● **TASK BRIEF**
Search the data for the word "white" and copy every line that contains it.

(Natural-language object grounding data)
· · · · ·
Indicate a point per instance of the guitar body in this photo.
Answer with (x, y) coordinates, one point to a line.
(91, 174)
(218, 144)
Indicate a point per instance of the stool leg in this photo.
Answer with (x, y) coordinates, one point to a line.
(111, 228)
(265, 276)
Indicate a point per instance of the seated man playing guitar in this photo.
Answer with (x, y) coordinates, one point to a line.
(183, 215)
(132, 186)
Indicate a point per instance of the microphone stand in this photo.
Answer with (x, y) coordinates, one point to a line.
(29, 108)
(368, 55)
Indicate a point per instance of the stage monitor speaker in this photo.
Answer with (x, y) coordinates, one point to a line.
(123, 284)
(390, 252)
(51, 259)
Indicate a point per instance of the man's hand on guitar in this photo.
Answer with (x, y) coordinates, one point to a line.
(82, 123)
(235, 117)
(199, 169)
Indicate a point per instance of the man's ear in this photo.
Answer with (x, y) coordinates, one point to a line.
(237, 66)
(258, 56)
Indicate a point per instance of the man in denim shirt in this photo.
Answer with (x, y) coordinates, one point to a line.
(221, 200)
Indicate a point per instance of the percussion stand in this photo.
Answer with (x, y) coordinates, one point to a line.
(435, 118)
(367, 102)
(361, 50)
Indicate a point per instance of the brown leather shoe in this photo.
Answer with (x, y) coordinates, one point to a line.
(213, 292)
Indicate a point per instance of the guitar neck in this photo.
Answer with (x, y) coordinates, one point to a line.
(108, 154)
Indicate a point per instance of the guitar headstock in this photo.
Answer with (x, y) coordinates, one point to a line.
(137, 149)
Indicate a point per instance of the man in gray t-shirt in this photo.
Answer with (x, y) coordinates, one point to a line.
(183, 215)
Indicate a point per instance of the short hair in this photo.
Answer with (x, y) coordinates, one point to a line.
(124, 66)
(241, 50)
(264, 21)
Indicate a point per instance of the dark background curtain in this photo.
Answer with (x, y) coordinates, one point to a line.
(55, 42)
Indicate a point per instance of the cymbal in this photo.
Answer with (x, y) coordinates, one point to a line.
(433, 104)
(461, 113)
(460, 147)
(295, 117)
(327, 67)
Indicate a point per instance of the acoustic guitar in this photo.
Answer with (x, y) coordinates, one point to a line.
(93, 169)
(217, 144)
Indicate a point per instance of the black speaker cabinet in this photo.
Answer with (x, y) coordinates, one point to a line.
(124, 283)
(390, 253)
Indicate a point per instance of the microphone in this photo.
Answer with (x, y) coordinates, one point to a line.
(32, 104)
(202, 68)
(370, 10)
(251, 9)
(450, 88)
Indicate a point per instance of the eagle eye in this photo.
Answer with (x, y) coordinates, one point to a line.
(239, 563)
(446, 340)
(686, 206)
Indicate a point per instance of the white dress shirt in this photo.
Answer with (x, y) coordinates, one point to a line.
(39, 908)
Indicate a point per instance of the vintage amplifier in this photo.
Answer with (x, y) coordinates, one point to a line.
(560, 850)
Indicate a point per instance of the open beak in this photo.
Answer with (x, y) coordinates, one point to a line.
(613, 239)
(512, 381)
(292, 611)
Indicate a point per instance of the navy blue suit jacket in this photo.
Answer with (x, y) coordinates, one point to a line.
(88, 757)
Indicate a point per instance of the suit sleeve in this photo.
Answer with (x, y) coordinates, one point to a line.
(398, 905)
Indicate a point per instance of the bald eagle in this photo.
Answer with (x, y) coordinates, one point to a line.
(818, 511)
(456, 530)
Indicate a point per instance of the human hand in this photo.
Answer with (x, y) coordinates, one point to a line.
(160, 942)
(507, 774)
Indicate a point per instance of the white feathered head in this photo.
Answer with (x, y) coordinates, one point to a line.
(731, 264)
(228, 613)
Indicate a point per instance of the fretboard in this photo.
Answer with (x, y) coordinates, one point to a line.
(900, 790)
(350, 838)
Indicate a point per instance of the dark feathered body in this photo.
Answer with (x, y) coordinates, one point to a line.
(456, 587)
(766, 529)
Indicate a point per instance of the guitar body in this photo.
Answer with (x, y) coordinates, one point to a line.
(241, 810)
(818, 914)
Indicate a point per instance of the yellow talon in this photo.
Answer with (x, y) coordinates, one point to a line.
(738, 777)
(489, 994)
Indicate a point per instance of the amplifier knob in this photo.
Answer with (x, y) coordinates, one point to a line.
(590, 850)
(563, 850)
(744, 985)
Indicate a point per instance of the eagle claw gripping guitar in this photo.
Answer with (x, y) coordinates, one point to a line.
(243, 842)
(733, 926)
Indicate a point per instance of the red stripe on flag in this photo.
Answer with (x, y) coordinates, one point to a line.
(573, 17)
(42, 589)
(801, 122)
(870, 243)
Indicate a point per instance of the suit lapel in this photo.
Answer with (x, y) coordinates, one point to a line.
· · · · ·
● **WRITTEN SOLUTION**
Indicate a point per instance of the white dress shirt in this photo.
Indicate a point per instance of the white feathered head in this photo.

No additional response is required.